| TEXTE SOURCE |
§2. Une analyse axée sur la théorie de validité du droit

Le concept de validité du droit est au cœur de nos analyses. Défini comme « la qualité qui s’attache à la norme dont on reconnaît qu’elle peut avoir des effets juridiques que ses auteurs veulent lui attribuer 25 », c’est une question centrale à laquelle les théoriciens et praticiens du droit sont confrontés. Les normes juridiques qui comptent sont les normes qui sont qualifiées de valides, ou du moins celles qui résistent aux procédures d’invalidation, tout comme les propositions scientifiques pertinentes sont celles qui ont surmonté les épreuves de falsification.

Notre réflexion est donc conduite autour des trois critères de validité du droit déclinés par la doctrine que sont les dimensions formelle, factuelle, et enfin axiologique26. Car, il est vrai que « la satisfaction de l’esprit humain arrive à la plénitude quand l’explication peut prendre la forme d’une loi scientifique, d’une loi causale, qui non seulement donne le pourquoi d’un événement passé, mais permet de compter sur la répétition et d’appréhender l’avenir 27  ».

La dimension formelle de la conception de la validité du droit a marqué en profondeur la pensée juridique. Elle se traduit à la fois par une « idéologie de la législation » (adopter un droit rationnel articulé en règles générales et abstraites susceptibles de concrétisation graduelle) et une « idéologie de l’application » (la sécurité juridique suppose que les autorités subordonnées, juges et administrateurs, se bornent à exécuter ou appliquer le droit sans interférer dans l’activité créatrice de règles générales). Dans un Etat de droit, on va ainsi procéder aux contrôles de conformité des lois qui portent sur le respect de l’ordonnancement normatif hiérarchisé par l’ensemble des autorités juridiques. Ces contrôles de constitutionnalité, de légalité et de conventionalité représentent les seuls tests de validité des règles.

L’examen des conditions de validité procédurale propres à l’Etat de droit révèle son importance pour la mise en œuvre des politiques publiques. Huit éléments sont généralement retenus, à partir des théories positivistes, pour analyser les procédures par lesquelles les lois produisent leurs effets. Il s’agit de la généralité de la norme, sa publicité, l’absence de rétroactivité, la clarté, l’absence de contradiction, l’interdiction des normes prescrivant l’impossible, la stabilité, la conformité des actes des autorités subordonnées aux normes générales28. La prise en compte de ces procédures par lesquelles les normes deviennent valides importe. Car, des instruments peuvent être inaccessibles et non appliqués, même s’ils sont en vigueur.

| DONNÉES FOURNIES |

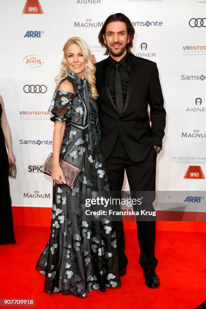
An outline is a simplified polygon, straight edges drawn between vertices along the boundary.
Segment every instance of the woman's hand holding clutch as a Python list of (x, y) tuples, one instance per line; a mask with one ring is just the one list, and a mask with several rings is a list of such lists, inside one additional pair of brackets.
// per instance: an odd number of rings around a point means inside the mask
[(55, 183), (57, 184), (66, 184), (64, 173), (60, 165), (53, 166), (51, 177)]

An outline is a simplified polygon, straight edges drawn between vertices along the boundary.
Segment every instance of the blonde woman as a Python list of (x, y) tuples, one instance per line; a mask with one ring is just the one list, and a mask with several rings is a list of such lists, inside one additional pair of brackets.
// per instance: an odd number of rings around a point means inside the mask
[[(55, 122), (50, 236), (36, 269), (45, 275), (44, 292), (86, 297), (93, 289), (120, 285), (116, 232), (107, 218), (95, 221), (85, 212), (87, 198), (109, 190), (98, 144), (95, 68), (82, 39), (69, 39), (63, 52), (49, 109)], [(81, 168), (72, 190), (65, 184), (60, 157)]]
[[(0, 244), (16, 243), (9, 182), (9, 163), (15, 163), (16, 158), (12, 149), (10, 127), (7, 121), (3, 97), (0, 95)], [(8, 152), (6, 147), (7, 145)]]

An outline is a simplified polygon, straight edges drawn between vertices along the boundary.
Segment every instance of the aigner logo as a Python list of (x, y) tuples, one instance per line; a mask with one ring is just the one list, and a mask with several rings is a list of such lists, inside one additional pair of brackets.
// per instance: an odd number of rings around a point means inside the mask
[(22, 14), (43, 14), (38, 0), (26, 0)]
[(47, 88), (45, 85), (25, 85), (23, 90), (26, 93), (45, 93)]
[[(201, 105), (202, 103), (202, 99), (201, 97), (196, 97), (195, 100), (195, 105)], [(190, 107), (187, 108), (186, 112), (206, 112), (205, 108), (202, 107)]]
[(41, 33), (44, 33), (44, 31), (28, 30), (24, 37), (41, 37)]
[(141, 49), (142, 50), (146, 50), (146, 48), (147, 48), (147, 44), (146, 43), (145, 43), (144, 42), (143, 42), (143, 43), (141, 43)]
[(195, 104), (196, 105), (201, 105), (202, 102), (202, 99), (201, 97), (197, 97), (195, 98)]
[(28, 55), (24, 57), (24, 63), (30, 68), (38, 68), (43, 64), (43, 59), (38, 55)]
[(189, 21), (189, 25), (192, 28), (200, 28), (203, 27), (203, 28), (206, 27), (206, 18), (191, 18)]

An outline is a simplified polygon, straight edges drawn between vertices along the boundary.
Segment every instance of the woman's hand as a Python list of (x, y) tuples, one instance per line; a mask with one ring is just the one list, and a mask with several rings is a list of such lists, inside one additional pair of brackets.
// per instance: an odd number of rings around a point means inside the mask
[(15, 163), (16, 158), (14, 156), (13, 151), (9, 151), (8, 152), (8, 159), (10, 163)]
[(63, 171), (60, 165), (58, 166), (53, 166), (51, 177), (55, 183), (57, 184), (66, 184)]

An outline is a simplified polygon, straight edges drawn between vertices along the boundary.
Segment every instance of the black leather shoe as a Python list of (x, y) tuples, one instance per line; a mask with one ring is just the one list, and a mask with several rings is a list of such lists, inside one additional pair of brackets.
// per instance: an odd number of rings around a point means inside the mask
[(145, 277), (145, 284), (148, 287), (154, 288), (160, 286), (160, 279), (156, 273), (152, 269), (148, 269), (144, 271)]
[(119, 272), (120, 277), (123, 277), (123, 276), (125, 276), (127, 273), (127, 272), (126, 271), (126, 268), (120, 269), (119, 270)]

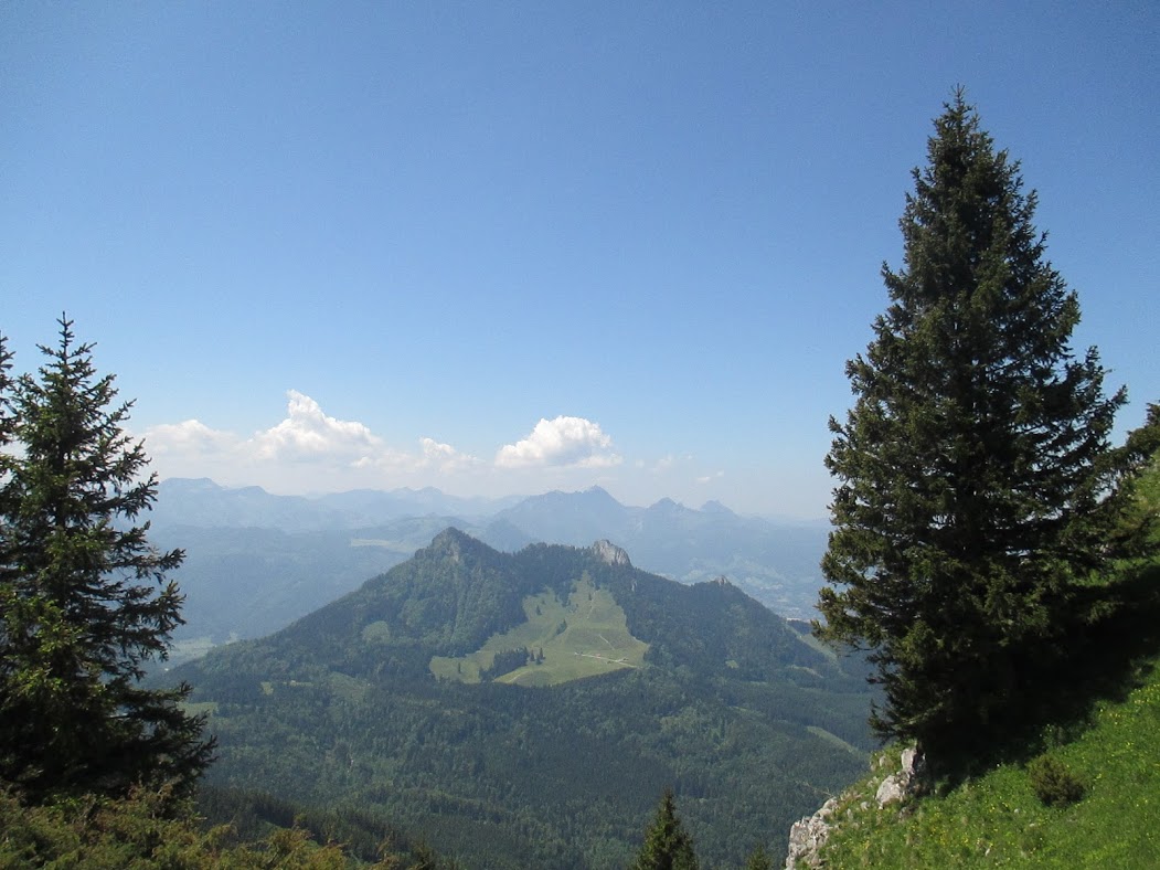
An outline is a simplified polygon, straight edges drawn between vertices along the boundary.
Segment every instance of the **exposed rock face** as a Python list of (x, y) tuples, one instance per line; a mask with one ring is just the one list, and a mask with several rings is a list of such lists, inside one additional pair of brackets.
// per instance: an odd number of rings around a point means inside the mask
[(829, 817), (838, 809), (838, 798), (831, 798), (813, 815), (795, 821), (790, 828), (790, 851), (785, 870), (822, 867), (821, 847), (829, 839)]
[(597, 559), (609, 565), (624, 565), (625, 567), (632, 566), (632, 563), (629, 561), (629, 554), (611, 541), (597, 541), (592, 545), (592, 551), (595, 553)]
[(902, 769), (891, 774), (878, 786), (875, 800), (878, 806), (897, 804), (918, 795), (926, 785), (927, 764), (918, 749), (902, 749)]
[[(883, 756), (878, 767), (883, 768), (885, 764), (886, 757)], [(900, 768), (879, 783), (875, 795), (879, 807), (900, 803), (909, 797), (921, 795), (926, 790), (928, 785), (927, 764), (921, 753), (913, 747), (904, 749)], [(813, 815), (795, 821), (793, 827), (790, 828), (790, 850), (785, 857), (785, 870), (825, 867), (826, 862), (821, 856), (821, 849), (829, 839), (831, 831), (839, 824), (834, 813), (840, 805), (844, 805), (843, 817), (849, 817), (854, 811), (854, 804), (860, 800), (858, 807), (867, 810), (870, 806), (868, 797), (867, 795), (847, 792), (841, 798), (827, 800)]]

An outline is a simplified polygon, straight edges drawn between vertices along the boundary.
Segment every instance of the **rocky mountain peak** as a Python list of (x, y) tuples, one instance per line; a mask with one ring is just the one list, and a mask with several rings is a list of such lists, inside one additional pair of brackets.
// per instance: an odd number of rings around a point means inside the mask
[(629, 561), (629, 554), (611, 541), (597, 541), (592, 545), (592, 552), (593, 556), (607, 565), (632, 567), (632, 563)]

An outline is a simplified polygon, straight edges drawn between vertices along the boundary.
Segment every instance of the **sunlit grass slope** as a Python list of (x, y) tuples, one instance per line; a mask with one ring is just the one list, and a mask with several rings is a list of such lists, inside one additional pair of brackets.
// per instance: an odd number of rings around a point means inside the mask
[[(1160, 461), (1137, 492), (1154, 515)], [(1070, 679), (1054, 689), (1059, 715), (995, 746), (1000, 761), (987, 769), (937, 784), (901, 812), (873, 800), (893, 769), (880, 768), (843, 796), (826, 867), (1160, 868), (1160, 564), (1126, 567), (1105, 600), (1107, 616), (1073, 639)], [(1041, 799), (1044, 757), (1082, 797)]]
[(435, 676), (477, 683), (498, 653), (527, 648), (543, 660), (495, 677), (520, 686), (556, 686), (622, 668), (641, 667), (648, 644), (629, 632), (624, 609), (608, 589), (597, 589), (585, 574), (573, 583), (567, 601), (544, 590), (523, 601), (527, 622), (493, 635), (476, 652), (458, 658), (436, 655)]
[(1027, 766), (1006, 763), (900, 814), (872, 800), (883, 771), (839, 810), (827, 867), (1160, 867), (1160, 674), (1155, 661), (1145, 672), (1126, 698), (1097, 704), (1093, 727), (1047, 751), (1085, 783), (1079, 802), (1045, 806)]

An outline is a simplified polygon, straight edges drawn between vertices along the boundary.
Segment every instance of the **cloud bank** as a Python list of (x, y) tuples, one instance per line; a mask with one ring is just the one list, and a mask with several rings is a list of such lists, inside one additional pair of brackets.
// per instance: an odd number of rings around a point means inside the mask
[(621, 457), (612, 452), (612, 438), (600, 423), (582, 416), (542, 419), (528, 437), (500, 448), (495, 455), (495, 465), (501, 469), (606, 469), (619, 463)]
[[(211, 477), (225, 485), (274, 492), (335, 492), (361, 487), (464, 484), (539, 470), (583, 471), (621, 463), (612, 438), (579, 416), (541, 420), (488, 463), (433, 437), (415, 449), (387, 444), (365, 423), (326, 414), (311, 397), (287, 392), (285, 418), (242, 437), (200, 420), (153, 426), (145, 447), (161, 477)], [(492, 480), (495, 488), (502, 480)], [(476, 487), (471, 487), (476, 488)]]

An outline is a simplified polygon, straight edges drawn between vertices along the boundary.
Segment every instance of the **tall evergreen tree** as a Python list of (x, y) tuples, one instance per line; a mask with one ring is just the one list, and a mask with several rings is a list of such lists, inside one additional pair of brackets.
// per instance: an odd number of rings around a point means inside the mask
[(697, 867), (693, 838), (677, 818), (676, 800), (673, 790), (668, 789), (645, 831), (645, 841), (631, 870), (697, 870)]
[[(146, 539), (155, 476), (122, 429), (92, 346), (41, 350), (38, 377), (5, 372), (0, 454), (0, 781), (31, 799), (53, 792), (123, 795), (137, 783), (190, 785), (212, 754), (202, 722), (179, 702), (188, 687), (140, 686), (181, 624), (166, 572), (180, 550)], [(3, 362), (7, 364), (8, 358)]]
[(1124, 392), (1104, 394), (1094, 348), (1071, 350), (1079, 303), (1045, 259), (1036, 195), (962, 90), (913, 177), (891, 304), (847, 364), (847, 421), (829, 422), (834, 588), (815, 629), (872, 651), (876, 726), (937, 757), (1000, 725), (1057, 654), (1075, 582), (1116, 554), (1131, 469), (1108, 442)]

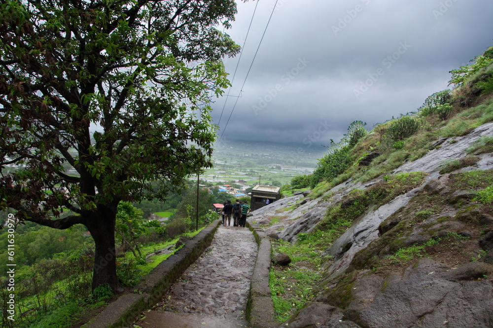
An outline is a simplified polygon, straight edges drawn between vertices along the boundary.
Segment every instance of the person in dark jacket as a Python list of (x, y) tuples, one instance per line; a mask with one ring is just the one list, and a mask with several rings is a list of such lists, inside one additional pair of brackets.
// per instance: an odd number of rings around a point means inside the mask
[(228, 201), (224, 205), (224, 226), (226, 226), (226, 220), (228, 220), (228, 225), (231, 225), (231, 214), (233, 213), (233, 204), (231, 201)]
[(242, 217), (242, 205), (240, 200), (237, 199), (236, 203), (233, 206), (233, 226), (238, 227), (240, 225), (240, 219)]
[(239, 225), (240, 227), (245, 227), (246, 224), (246, 215), (250, 212), (250, 206), (246, 204), (246, 202), (244, 202), (242, 204), (242, 218), (240, 219)]

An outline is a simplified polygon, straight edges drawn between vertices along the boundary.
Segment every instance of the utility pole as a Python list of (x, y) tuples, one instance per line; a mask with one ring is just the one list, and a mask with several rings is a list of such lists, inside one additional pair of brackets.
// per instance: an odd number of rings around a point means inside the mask
[(195, 231), (199, 230), (199, 177), (200, 175), (197, 175), (197, 219), (195, 220)]

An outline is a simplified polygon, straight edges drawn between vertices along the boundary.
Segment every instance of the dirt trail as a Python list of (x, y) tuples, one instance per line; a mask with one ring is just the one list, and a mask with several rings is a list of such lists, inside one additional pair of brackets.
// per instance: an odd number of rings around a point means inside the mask
[(220, 226), (211, 246), (134, 327), (246, 327), (257, 247), (247, 228)]

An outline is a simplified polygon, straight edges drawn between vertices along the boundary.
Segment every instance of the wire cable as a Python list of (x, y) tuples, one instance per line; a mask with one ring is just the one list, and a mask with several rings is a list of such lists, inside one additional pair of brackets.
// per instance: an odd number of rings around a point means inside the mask
[[(255, 52), (255, 55), (253, 56), (253, 59), (251, 60), (251, 63), (250, 64), (250, 67), (248, 68), (248, 72), (246, 73), (246, 76), (245, 77), (245, 81), (243, 81), (243, 85), (242, 86), (241, 89), (240, 91), (240, 94), (243, 90), (243, 87), (245, 87), (245, 83), (246, 83), (246, 79), (248, 78), (248, 74), (250, 74), (250, 70), (251, 69), (251, 67), (253, 65), (253, 61), (255, 60), (255, 57), (257, 57), (257, 54), (258, 53), (258, 49), (260, 48), (260, 45), (262, 44), (262, 41), (264, 39), (264, 36), (265, 35), (265, 32), (267, 30), (267, 28), (269, 27), (269, 23), (270, 23), (271, 19), (272, 18), (272, 15), (274, 13), (274, 10), (276, 9), (276, 6), (277, 5), (278, 1), (278, 0), (276, 0), (276, 3), (274, 4), (274, 6), (272, 8), (272, 12), (271, 13), (271, 16), (269, 17), (269, 20), (267, 21), (267, 24), (265, 26), (265, 29), (264, 30), (264, 33), (262, 34), (262, 38), (260, 39), (260, 41), (258, 43), (258, 46), (257, 47), (257, 51)], [(258, 2), (257, 2), (257, 3), (258, 3)], [(229, 123), (229, 120), (231, 118), (231, 116), (233, 115), (233, 112), (235, 111), (235, 108), (236, 107), (236, 104), (238, 103), (239, 99), (240, 99), (239, 97), (236, 98), (236, 101), (235, 102), (235, 104), (233, 106), (233, 109), (231, 110), (231, 113), (229, 114), (229, 117), (228, 118), (228, 121), (226, 122), (226, 125), (224, 126), (224, 128), (221, 133), (221, 136), (219, 137), (219, 141), (222, 139), (222, 136), (224, 134), (224, 131), (226, 131), (226, 128), (228, 126), (228, 123)]]
[[(240, 57), (238, 57), (238, 61), (236, 63), (236, 68), (235, 68), (235, 72), (233, 74), (233, 78), (231, 79), (231, 86), (233, 86), (233, 81), (235, 80), (235, 77), (236, 76), (236, 71), (238, 69), (238, 65), (240, 64), (240, 60), (242, 59), (242, 55), (243, 54), (243, 49), (245, 49), (245, 44), (246, 43), (246, 39), (248, 38), (248, 34), (250, 32), (250, 28), (251, 27), (251, 23), (253, 21), (253, 17), (255, 16), (255, 13), (257, 11), (257, 5), (258, 4), (259, 0), (257, 0), (257, 3), (255, 5), (255, 9), (253, 9), (253, 14), (251, 15), (251, 19), (250, 20), (250, 25), (248, 27), (248, 30), (246, 31), (246, 36), (245, 36), (245, 40), (243, 42), (243, 45), (242, 46), (242, 51), (240, 53)], [(219, 117), (219, 121), (217, 122), (217, 125), (219, 125), (221, 123), (221, 119), (222, 118), (222, 113), (224, 112), (224, 108), (226, 107), (226, 103), (228, 102), (228, 98), (229, 97), (229, 92), (231, 90), (231, 88), (230, 88), (228, 89), (228, 94), (226, 95), (226, 100), (224, 100), (224, 105), (222, 106), (222, 111), (221, 111), (221, 116)], [(239, 97), (240, 96), (238, 96)]]

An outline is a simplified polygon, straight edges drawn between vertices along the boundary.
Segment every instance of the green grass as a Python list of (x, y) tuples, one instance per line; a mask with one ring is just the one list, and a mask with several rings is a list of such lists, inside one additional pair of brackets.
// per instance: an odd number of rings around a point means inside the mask
[(164, 212), (156, 212), (154, 213), (156, 215), (159, 215), (161, 217), (170, 217), (175, 213), (175, 211), (165, 211)]
[(291, 262), (285, 267), (273, 266), (269, 287), (279, 322), (283, 322), (314, 296), (312, 288), (319, 281), (324, 260), (320, 253), (332, 240), (328, 234), (317, 232), (298, 235), (295, 244), (280, 240), (274, 252), (286, 253)]
[(461, 236), (455, 232), (450, 232), (443, 238), (438, 239), (430, 239), (422, 245), (413, 245), (408, 247), (399, 248), (393, 255), (388, 256), (387, 258), (390, 260), (391, 263), (396, 264), (406, 264), (418, 257), (427, 256), (426, 249), (438, 245), (440, 242), (445, 241), (454, 240), (460, 241), (468, 239), (467, 237)]
[(484, 189), (493, 185), (493, 170), (473, 170), (452, 177), (458, 189)]

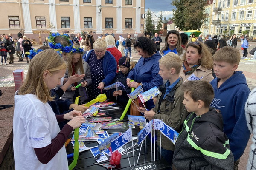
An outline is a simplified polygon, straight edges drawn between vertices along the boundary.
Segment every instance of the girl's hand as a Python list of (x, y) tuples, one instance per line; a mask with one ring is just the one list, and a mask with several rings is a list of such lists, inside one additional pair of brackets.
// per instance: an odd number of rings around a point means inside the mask
[(76, 116), (74, 117), (67, 124), (70, 125), (73, 129), (79, 128), (82, 123), (85, 122), (85, 119), (83, 116)]
[(130, 83), (130, 87), (137, 88), (139, 85), (140, 83), (136, 82), (131, 82)]
[(82, 87), (85, 87), (87, 85), (87, 82), (86, 81), (84, 81), (84, 82), (82, 82), (81, 84), (82, 85)]
[(131, 79), (126, 79), (126, 84), (127, 85), (130, 87), (130, 81), (131, 81)]
[(71, 86), (70, 89), (71, 90), (71, 91), (75, 91), (76, 89), (74, 86)]
[(150, 111), (146, 111), (144, 112), (144, 116), (145, 118), (148, 119), (148, 120), (151, 120), (153, 119), (154, 115), (155, 114), (152, 110)]
[(145, 112), (147, 111), (144, 108), (141, 108), (140, 107), (139, 107), (139, 108), (138, 108), (138, 110), (139, 110), (140, 112), (141, 113), (144, 113)]
[(97, 88), (99, 89), (103, 89), (104, 88), (104, 83), (102, 82), (100, 82)]
[(73, 84), (81, 80), (84, 77), (84, 76), (85, 76), (85, 74), (81, 75), (79, 75), (78, 74), (74, 74), (68, 77), (67, 81), (69, 81), (70, 84)]
[(63, 116), (63, 119), (65, 120), (71, 120), (76, 116), (82, 116), (82, 113), (81, 111), (73, 110), (65, 114)]

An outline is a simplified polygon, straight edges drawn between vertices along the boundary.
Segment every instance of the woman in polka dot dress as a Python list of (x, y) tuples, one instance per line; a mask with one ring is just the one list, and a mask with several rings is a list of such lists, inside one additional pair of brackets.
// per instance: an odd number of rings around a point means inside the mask
[(92, 85), (87, 88), (89, 100), (96, 98), (104, 87), (109, 85), (116, 76), (116, 62), (106, 49), (105, 41), (98, 39), (93, 43), (93, 49), (83, 57), (89, 64), (91, 73)]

| TÂCHE |
D'après le texte sur la validité du droit, quels sont les trois critères de validité du droit dégagés par la doctrine ? Les enregistrements constituent un matériau indépendant du texte sur la validité du droit.

| CORRIGÉ |
Les dimensions formelle, factuelle et axiologique.